GIVEN PROBLEM –
Exclude the pictures; give every entry again exactly as written.

GIVEN DATA –
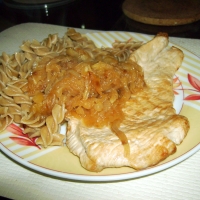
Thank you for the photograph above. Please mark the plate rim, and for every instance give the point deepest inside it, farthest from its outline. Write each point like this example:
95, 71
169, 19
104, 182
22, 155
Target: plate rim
111, 177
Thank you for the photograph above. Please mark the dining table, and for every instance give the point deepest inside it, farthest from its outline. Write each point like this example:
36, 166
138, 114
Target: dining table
20, 181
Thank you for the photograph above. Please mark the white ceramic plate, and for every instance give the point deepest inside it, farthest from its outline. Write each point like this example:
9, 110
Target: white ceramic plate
59, 162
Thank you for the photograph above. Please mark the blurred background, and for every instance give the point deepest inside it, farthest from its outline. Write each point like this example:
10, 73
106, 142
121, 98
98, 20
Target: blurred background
89, 14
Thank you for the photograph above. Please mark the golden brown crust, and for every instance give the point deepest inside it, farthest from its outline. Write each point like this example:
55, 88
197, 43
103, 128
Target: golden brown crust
151, 124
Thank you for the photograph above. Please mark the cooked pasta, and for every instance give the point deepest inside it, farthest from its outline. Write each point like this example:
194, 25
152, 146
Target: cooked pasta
48, 81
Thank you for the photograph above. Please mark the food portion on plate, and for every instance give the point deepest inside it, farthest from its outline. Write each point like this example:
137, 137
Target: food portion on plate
117, 102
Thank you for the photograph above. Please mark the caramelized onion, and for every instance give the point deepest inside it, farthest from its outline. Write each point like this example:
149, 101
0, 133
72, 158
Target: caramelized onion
93, 91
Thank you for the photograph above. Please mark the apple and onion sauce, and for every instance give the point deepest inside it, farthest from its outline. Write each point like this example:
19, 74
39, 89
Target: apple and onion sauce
94, 91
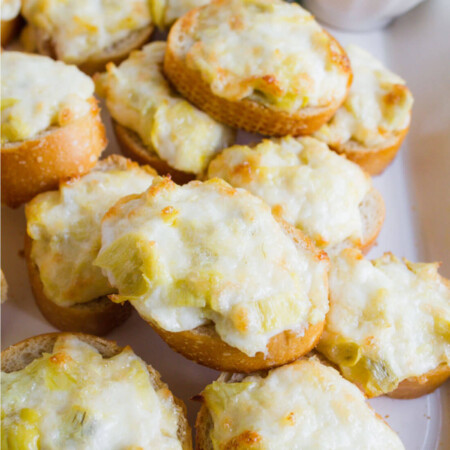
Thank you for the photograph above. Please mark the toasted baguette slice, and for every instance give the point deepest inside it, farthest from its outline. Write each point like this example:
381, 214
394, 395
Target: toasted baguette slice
18, 356
269, 412
247, 114
132, 147
98, 316
34, 39
10, 28
373, 160
38, 164
402, 328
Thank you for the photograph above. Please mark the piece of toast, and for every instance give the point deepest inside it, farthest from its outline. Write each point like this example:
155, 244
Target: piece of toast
205, 346
246, 114
205, 424
98, 317
38, 164
373, 160
132, 147
34, 39
18, 356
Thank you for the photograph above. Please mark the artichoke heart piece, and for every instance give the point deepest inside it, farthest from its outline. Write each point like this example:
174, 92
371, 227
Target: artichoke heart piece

EXERCISE SOLUTION –
Thank you for the photograph above. Please mark the plate rim, and for every instance give the point deepest inside it, farthest from its outline. Write each point like this example:
95, 71
169, 19
104, 182
22, 155
Target: plate rim
111, 177
Thank you for the photograph above. Please mark the dining table, and for every instance give the point deepest inside it, farthest from its outline. Write each point like this example:
36, 166
138, 114
Target: dining table
20, 181
Thank you for the photograph above. Please mark the white ceramic plate, and for every instance give the point deepest inside it, farthest from its outline. Write each point like this example:
9, 110
Target: white ceramic plate
59, 162
Thank you for the photograph above. Please mark the blurred background, and for every instance give the point deepest inside it, farthest from its outline. Write each point like this example:
10, 73
106, 142
121, 98
98, 20
Target: blurred background
89, 14
Thank you for the photograph above. Please mark the golden brown crust, and for every instance give the point deepest inside it, farthest from its outline. Write each point like this example:
55, 88
197, 43
103, 128
Target: golden brown crust
151, 124
Thank you for the photograph above. Please mark the cooked pasta, and for every instance give the point deepest inside it, farthest from its outline. Write each point like this example:
194, 25
152, 146
Target: cooked pasta
48, 81
Thank you for the photograph above. Please mark the food portion on plate, and for every instance give the point deepest inside it, farthest from its outline. Write each point like this example:
137, 137
Target: food portion on plate
117, 102
Thank you for the photograph above. Please mark the caramelized onion, and for every instance give the point deepest inside it, farthest from its outline. Write each point like this example:
149, 101
0, 133
72, 158
Target: caramelized onion
93, 91
Thank you for the photograph above. Please mark the apple and onion sauce, and for every instance give the point deepest inside it, farthest from its outline. Write each point like this example:
19, 74
39, 89
Target: apple and onion sauce
94, 91
Thank you for the photograph above. Please mark the toasted baguette slice, and for every instance give the point deepest inside it, farthest from its outline. Write each point like this example:
381, 214
394, 395
Target: toasted baguette slice
18, 356
269, 412
247, 114
132, 147
98, 316
34, 39
10, 28
373, 160
38, 164
402, 328
Thank you for the photograph above. Please mark the piece of toast, and for every instance give the point deepest inside it, farthest from its outline. Write each point like this example:
155, 244
Target: piece of toast
205, 346
246, 114
205, 424
98, 317
38, 164
373, 160
132, 147
34, 39
18, 356
Thank you for the photograph above. Please mark the artichoke heart piece, and for every instance give the point deepest inside it, farthest from its outline. Write each point like this example:
174, 92
371, 227
Target: artichoke heart piece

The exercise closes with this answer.